-- Entries from a dataset --
========================

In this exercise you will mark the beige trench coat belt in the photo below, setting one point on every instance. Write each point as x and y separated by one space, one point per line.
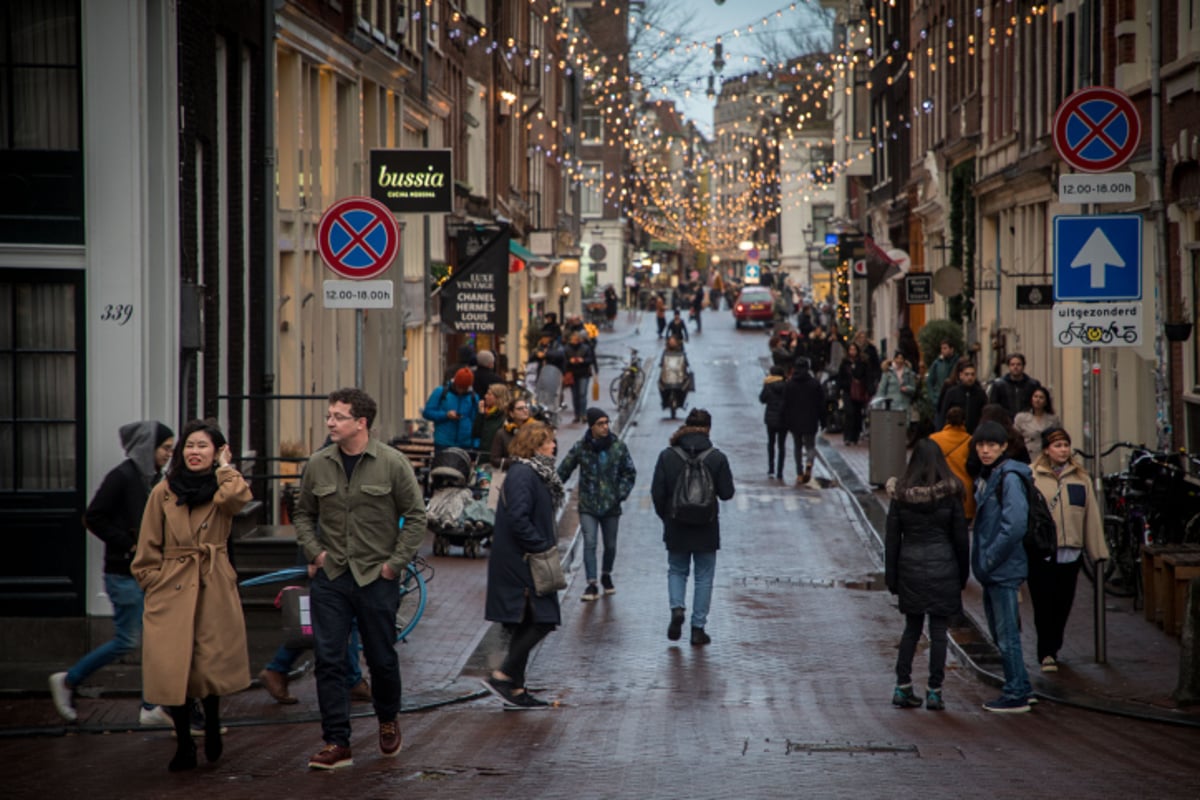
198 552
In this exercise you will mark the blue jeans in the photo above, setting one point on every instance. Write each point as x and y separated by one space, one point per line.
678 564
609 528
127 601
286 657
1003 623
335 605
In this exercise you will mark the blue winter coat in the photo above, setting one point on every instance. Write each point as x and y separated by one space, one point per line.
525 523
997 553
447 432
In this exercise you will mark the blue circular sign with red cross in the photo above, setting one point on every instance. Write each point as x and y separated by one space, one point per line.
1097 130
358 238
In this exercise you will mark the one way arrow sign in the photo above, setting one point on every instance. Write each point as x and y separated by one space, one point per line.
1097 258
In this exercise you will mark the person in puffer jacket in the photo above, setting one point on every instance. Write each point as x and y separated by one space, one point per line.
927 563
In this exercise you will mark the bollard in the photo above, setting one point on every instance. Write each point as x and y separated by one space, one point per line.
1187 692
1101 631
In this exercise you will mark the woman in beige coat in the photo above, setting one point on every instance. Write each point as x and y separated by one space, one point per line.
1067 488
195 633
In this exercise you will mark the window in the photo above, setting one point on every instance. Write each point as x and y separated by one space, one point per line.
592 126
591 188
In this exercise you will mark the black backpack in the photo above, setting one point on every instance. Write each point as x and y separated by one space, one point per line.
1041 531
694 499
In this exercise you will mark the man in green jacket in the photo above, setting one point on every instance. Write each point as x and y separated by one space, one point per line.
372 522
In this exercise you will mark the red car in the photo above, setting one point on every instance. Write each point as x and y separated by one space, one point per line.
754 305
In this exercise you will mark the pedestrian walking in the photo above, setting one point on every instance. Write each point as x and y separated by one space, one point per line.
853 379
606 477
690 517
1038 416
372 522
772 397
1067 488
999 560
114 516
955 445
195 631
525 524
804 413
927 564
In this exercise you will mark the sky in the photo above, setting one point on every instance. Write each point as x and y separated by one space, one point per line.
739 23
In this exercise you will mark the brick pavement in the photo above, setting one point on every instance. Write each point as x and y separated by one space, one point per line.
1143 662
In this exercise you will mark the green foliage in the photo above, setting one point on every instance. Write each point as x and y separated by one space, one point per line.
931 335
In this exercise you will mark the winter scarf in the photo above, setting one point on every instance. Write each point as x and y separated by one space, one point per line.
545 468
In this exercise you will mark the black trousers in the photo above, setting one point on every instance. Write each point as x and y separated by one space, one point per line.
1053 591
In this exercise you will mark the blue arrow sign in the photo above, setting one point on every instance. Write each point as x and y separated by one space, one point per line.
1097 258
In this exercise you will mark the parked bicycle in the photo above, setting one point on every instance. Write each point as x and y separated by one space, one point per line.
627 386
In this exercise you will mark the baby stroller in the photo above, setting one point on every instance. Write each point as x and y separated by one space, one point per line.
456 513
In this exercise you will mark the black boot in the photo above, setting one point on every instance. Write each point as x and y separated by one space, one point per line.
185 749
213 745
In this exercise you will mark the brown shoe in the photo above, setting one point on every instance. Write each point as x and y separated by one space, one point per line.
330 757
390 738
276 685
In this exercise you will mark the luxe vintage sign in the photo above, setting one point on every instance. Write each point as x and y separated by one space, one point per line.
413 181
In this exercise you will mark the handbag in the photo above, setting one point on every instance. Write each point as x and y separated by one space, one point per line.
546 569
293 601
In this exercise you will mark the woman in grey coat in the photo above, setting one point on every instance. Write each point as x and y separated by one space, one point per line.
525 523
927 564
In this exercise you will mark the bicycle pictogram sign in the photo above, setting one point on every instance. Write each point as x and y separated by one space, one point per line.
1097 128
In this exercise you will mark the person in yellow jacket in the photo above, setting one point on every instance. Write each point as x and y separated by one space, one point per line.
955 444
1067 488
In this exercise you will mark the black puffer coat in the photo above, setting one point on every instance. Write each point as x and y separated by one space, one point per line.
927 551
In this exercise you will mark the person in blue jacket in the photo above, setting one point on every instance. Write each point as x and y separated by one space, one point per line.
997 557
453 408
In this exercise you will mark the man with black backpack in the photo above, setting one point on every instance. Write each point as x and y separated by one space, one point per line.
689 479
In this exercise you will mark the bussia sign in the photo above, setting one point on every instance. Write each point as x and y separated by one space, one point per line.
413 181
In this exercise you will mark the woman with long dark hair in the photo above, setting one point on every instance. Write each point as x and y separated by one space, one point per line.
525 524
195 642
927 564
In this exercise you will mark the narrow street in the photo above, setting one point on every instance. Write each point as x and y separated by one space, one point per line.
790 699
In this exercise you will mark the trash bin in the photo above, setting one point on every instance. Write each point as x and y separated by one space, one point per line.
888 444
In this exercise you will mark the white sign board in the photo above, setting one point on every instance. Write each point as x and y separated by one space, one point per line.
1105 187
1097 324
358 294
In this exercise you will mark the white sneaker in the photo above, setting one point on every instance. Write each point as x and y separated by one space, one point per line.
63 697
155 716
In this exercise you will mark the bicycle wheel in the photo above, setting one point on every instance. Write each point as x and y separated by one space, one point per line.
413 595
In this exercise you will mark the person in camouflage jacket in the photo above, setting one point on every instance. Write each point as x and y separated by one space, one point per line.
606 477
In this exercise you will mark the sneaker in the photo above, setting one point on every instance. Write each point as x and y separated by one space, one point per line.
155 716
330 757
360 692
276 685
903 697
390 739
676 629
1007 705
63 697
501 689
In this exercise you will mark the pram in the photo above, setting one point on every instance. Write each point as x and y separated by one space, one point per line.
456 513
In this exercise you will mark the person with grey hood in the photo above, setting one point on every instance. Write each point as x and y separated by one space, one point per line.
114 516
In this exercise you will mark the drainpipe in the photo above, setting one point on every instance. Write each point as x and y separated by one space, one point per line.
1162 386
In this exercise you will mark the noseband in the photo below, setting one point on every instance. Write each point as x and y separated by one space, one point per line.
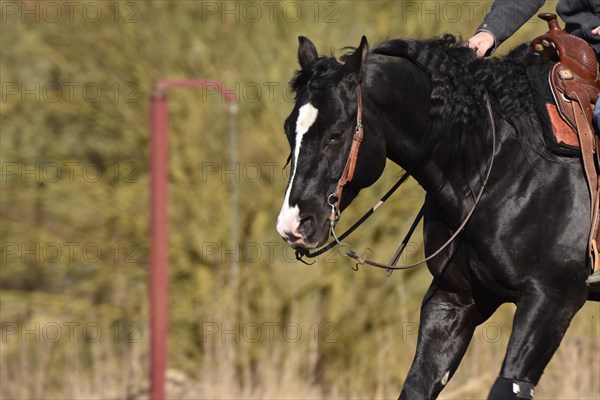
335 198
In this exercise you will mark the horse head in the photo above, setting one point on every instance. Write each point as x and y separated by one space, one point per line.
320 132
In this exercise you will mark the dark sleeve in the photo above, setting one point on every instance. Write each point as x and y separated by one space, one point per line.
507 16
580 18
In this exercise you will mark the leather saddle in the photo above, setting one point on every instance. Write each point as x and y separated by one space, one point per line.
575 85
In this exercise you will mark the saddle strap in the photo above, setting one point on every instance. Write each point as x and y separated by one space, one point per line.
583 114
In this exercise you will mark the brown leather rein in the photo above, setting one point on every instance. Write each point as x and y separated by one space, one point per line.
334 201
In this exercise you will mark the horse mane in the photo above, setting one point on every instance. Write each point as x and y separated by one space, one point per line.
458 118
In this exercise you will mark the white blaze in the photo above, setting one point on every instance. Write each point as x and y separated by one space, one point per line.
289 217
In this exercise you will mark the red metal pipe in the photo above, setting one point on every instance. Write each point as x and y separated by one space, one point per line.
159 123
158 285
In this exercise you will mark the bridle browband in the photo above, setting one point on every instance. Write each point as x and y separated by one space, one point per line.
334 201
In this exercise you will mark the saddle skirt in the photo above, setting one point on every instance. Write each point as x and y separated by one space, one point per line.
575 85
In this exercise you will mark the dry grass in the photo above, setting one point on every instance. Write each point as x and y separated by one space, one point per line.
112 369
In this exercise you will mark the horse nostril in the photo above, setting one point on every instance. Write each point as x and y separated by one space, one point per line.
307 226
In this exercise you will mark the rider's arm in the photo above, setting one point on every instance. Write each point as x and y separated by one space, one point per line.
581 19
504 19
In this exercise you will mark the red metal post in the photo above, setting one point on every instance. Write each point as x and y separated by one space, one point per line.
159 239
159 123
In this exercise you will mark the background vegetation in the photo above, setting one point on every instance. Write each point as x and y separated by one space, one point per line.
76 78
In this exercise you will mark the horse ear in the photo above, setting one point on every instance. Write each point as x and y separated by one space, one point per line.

========================

-- Do this --
Edit all the entries above by replacing "exercise" with "task", keeping everything else unchanged. Leave the pictures out of your answer.

-- Result of this task --
In this task you will mark the beige trench coat belt in the photo below, setting one point on every instance. Write each point as x and y separated by one space, one point per line.
198 552
In this task you will mark the blue jeans in the photo above, setting one point on every instance. Write each point as x and y separated by one space, one point per line.
678 564
609 528
127 601
286 657
1003 623
335 605
In this task you will mark the blue winter coat in the photo above, setting one point on every instance. Write each point as x and y separated by one space, one point per line.
525 523
997 553
447 432
In this task you will mark the blue circular sign with red cross in the photo above, setting one point on every instance. Write each point as x and y separated by one space, one point per line.
1097 130
358 238
In this task you will mark the one way arrow sign in the photo above, setting one point on every instance. Write each point as x and y separated by one space, one point per line.
1097 258
In this task you will mark the person in puffer jacket in the photo above, setting one point on every instance. Write each point as x and y separated by one space, one point per line.
927 563
In this task you will mark the bollard in the photo above, setting one point on every instance. Write each point as x and y separated by one space, one point per line.
1187 692
1101 631
In this task you will mark the woman in beige coat in the photo above, setting one point on every instance. Write each point as x and y separated by one space, one point per line.
1067 488
195 633
In this task you will mark the window in the photo above, setting one point on every instance. Write each point as x and y separated by one space, one point per line.
592 126
591 188
In this task you will mark the black backpack in the photo above, setting one point on every instance. Write each point as x and y separated by one space, one point per line.
1041 531
694 499
In this task you will mark the man in green jacket in the photo above, setting one point on every instance. Write each point as x and y separated by one space, one point per line.
372 522
In this task you will mark the red car in the photo above, setting one point on every instance. Write each point as x and y separated by one space, one point per line.
754 305
In this task you will mark the pedestrian walking in the photo above, setting one point on every instance. Write each point as x and y separated by one space, one point per line.
853 379
606 477
690 517
1038 416
372 522
772 397
1067 488
999 560
114 516
955 445
195 631
525 524
804 413
927 564
In this task you will mark the sky in the photo above, setting one point on every instance. Write each point as x and y separated by one space, one point per line.
739 23
In this task you will mark the brick pavement in the photo above, setting one point on every instance. Write each point as x and y separated by one space, one point per line.
1143 662
In this task you will mark the green foliage in the photo above, setting one point on every instance. Write each point as x and y separated by one space, one point per line.
931 335
In this task you will mark the winter scarf in the photo above, setting one point on every instance. Write each point as x and y separated by one space, one point per line.
545 468
In this task you will mark the black trousers in the photo above, setting one point on every instance. Write each point as x and y separated by one space, one point per line.
1053 591
In this task you will mark the blue arrow sign in the photo above, setting one point on every instance. Write each point as x and y separated by one space, one point per line.
1097 258
In this task you will mark the parked bicycle in the photo above, setting one point on every instance. Write each point as x and y separated by one space, one point per line.
627 386
In this task you will mark the baby stroller in the photo above, setting one point on every instance. Write each point as x and y separated by one space, one point per line.
456 513
In this task you will mark the black boot in the photo above, setting one point on every instance. Write each point as x and y separated by one space, one point per line.
185 749
213 745
In this task you will mark the brown shoe in the photo above, setting one point on every instance. Write each point as x and y separated by one space, one point per line.
330 757
390 738
276 685
In this task you will mark the luxe vintage sign in the photo above, setting one point on every instance. Write each point as x and y separated by one space, one point per line.
413 181
In this task you will mark the handbag in the photo above, setting one point on every instance. Write each point as x and y separated by one space, one point per line.
546 569
293 601
In this task you will mark the woman in grey coat in the photo above, setting one point on every instance. Write each point as x and y separated by one space, one point per line.
525 523
927 564
In this task you will mark the bicycle pictogram sign in the photo above, setting one point on every instance. Write each point as x and y separated by one space, one point per line.
1097 128
In this task you will mark the person in yellow jacket in the photo above, setting one point on every instance. Write each point as x and y separated by one space, one point per line.
955 444
1067 488
In this task you will mark the black puffer coat in the photo above, setting one point on every instance. Write each point as x and y separated by one space, one point per line.
927 551
In this task you will mark the person in blue jacket in the photo above, setting one point on every instance. Write each point as x and y separated by one space, one point per line.
997 557
453 408
In this task you will mark the man with black backpack in the photo above, setting one point on every instance. Write each point as x and y separated by one space, one point per line.
689 479
In this task you will mark the bussia sign in the photo above, setting one point on every instance. Write each point as x and y separated by one space, one point per line.
413 181
In this task you will mark the woman with long dark hair in the photo above, setting one point on every instance. Write each point as x and y separated by one space, one point per line.
525 524
195 642
927 564
In this task you will mark the narrow street in the photo above, setting one point on every instance. Write each point as x and y separated by one space, one point per line.
790 699
In this task you will mark the trash bin in the photo above, setting one point on every instance. Write each point as x and y separated by one space, one point per line.
888 444
In this task you will mark the white sign board in the photo above, setting one point on every instance. Write each point as x and y separated by one space, one point per line.
1105 187
1097 324
358 294
In this task you will mark the white sneaker in the photo above, setting one point on every instance. Write each point as x and y separated by one space, one point per line.
63 697
155 716
In this task you will mark the bicycle wheel in the photo above, setting one point on every instance. Write each point as x and y separated by one space, one point per line.
413 595
In this task you will mark the person in camouflage jacket in the photo above, setting one point on every instance. Write each point as x and y separated by one space, one point per line.
606 477
In this task you will mark the sneaker in the photo above, setting one point on every instance. Write each point as x and y separated by one space, one point per line.
155 716
330 757
360 692
276 685
903 697
390 739
676 629
1007 705
63 697
501 689
In this task you will mark the pram in the photo above, setting one point on every instance. Write each point as x and y separated by one space, one point per line.
456 513
In this task you will mark the person with grey hood in the photo above, setting one point on every instance. Write each point as x and y separated by one space, one point per line.
114 516
In this task you will mark the drainpipe in the photo above, setting one point on every instance. Write each point as x and y separated by one space, one point per line.
1162 386
In this task you will mark the noseband in the photo below, setting one point on every instance. Write each point as x and y separated by one space, one point per line.
335 198
In this task you will mark the horse head in the photo above, setting one point on every instance. Write each point as x and y separated by one space, one point per line.
320 132
In this task you will mark the dark sleeve in the photo above, setting one point on every instance. Write each point as x and y separated by one space, one point per line.
507 16
580 18
In this task you will mark the leather saddle in the photo above, setting one point on every instance. Write each point as x and y separated by one space, one point per line.
575 85
In this task you will mark the saddle strap in the photo above, setting one point on every instance. Write each point as x and y separated by one space, one point per line.
583 114
In this task you will mark the brown leather rein in the photo above, setting one point on every instance. Write each point as x and y separated by one space, one point per line.
334 201
In this task you will mark the horse mane in the photo above, setting one point on every instance. Write each point as x and y separated by one space, one point per line.
458 118
In this task you will mark the white blaze in the photo above, setting one point on every instance. Write each point as x and y separated by one space, one point per line.
289 217
In this task you will mark the red metal pipe in the photo above, setting one point on every instance. Write each point as x and y separated by one space, one point per line.
159 123
158 285
In this task you will mark the bridle browband in the photo above, setting one point on every instance. Write each point as x and y separated by one space, one point per line.
334 201
In this task you will mark the saddle skirt in the photo above, setting one point on every instance. Write each point as x and y separated by one space, one point per line.
575 85
In this task you will mark the dry grass in the photo above, setting one point on every instance. Write each point as x and y separated by one space, one point per line.
112 369
In this task you will mark the horse nostril in the photo above, setting one point on every instance. Write each point as x and y separated by one space, one point per line.
307 226
In this task you will mark the rider's arm in the photo above, setting one point on every instance. Write each point as x and y separated by one space, one point per line.
581 19
504 19
In this task you will mark the red metal post in the photo above, setting one point on every instance. Write each point as x and y separated by one space, one point per line.
159 239
159 123
In this task you will mark the background vegetation in the photo above, setting one point on every instance. Write each point as x and y separated by one space, one point per line.
76 78
In this task you will mark the horse ear in the photo above, setting one point on every instance. Write each point as x and y separated by one space, one point per line.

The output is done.